====== DATA FOR PROCESSING
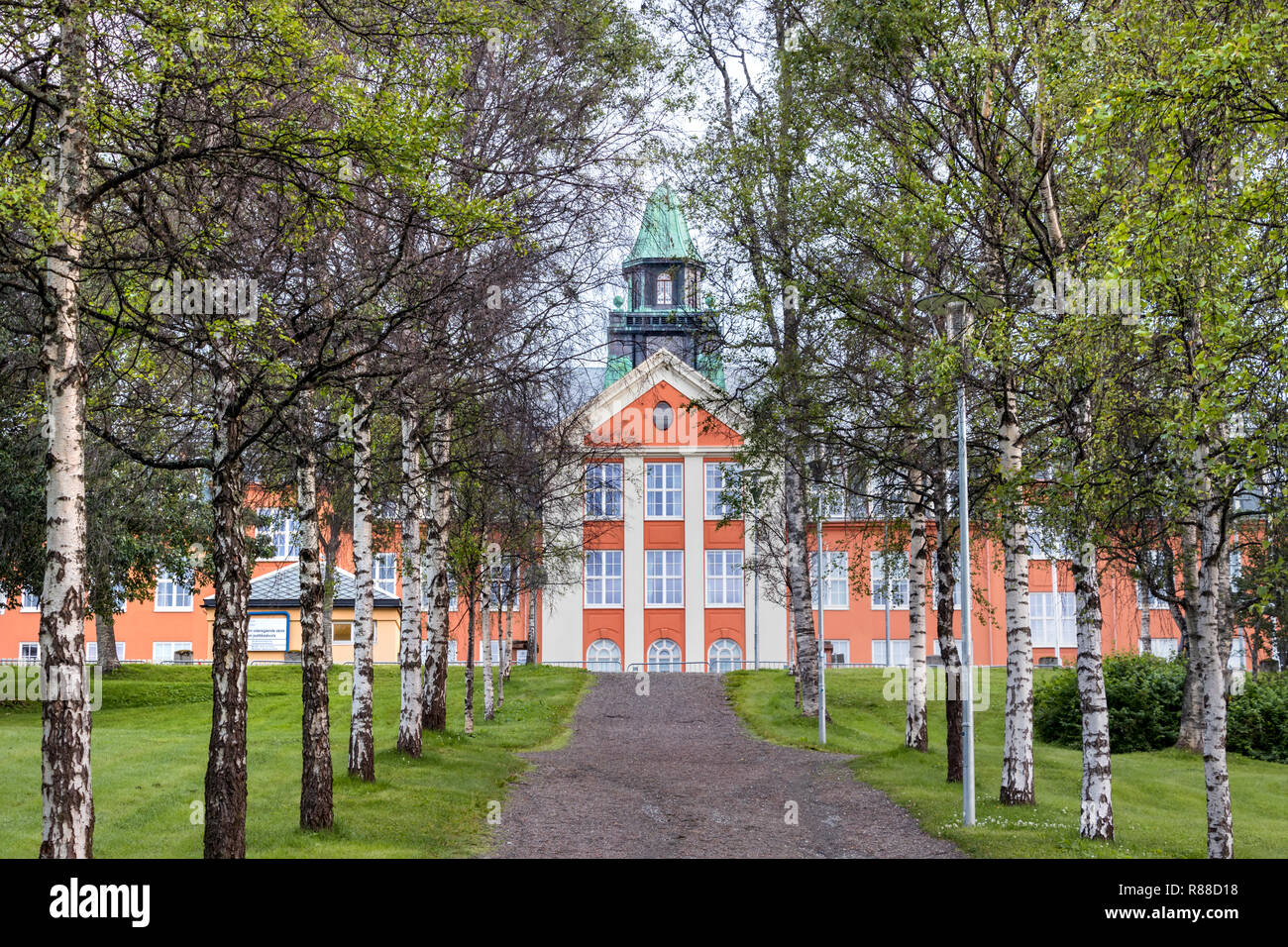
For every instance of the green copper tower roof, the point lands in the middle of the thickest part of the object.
(664, 232)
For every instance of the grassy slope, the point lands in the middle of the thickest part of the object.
(1158, 796)
(150, 762)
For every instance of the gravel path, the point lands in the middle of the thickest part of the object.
(677, 775)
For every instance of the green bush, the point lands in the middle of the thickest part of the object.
(1257, 724)
(1144, 696)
============
Set down, unchanged, the lines from the one containing "For every instance of the green bush, the" through the last line of the items above.

### SOLUTION TO THIS TASK
For every instance of the green bush, the point lands in the middle of the thickest part of the object.
(1257, 724)
(1144, 696)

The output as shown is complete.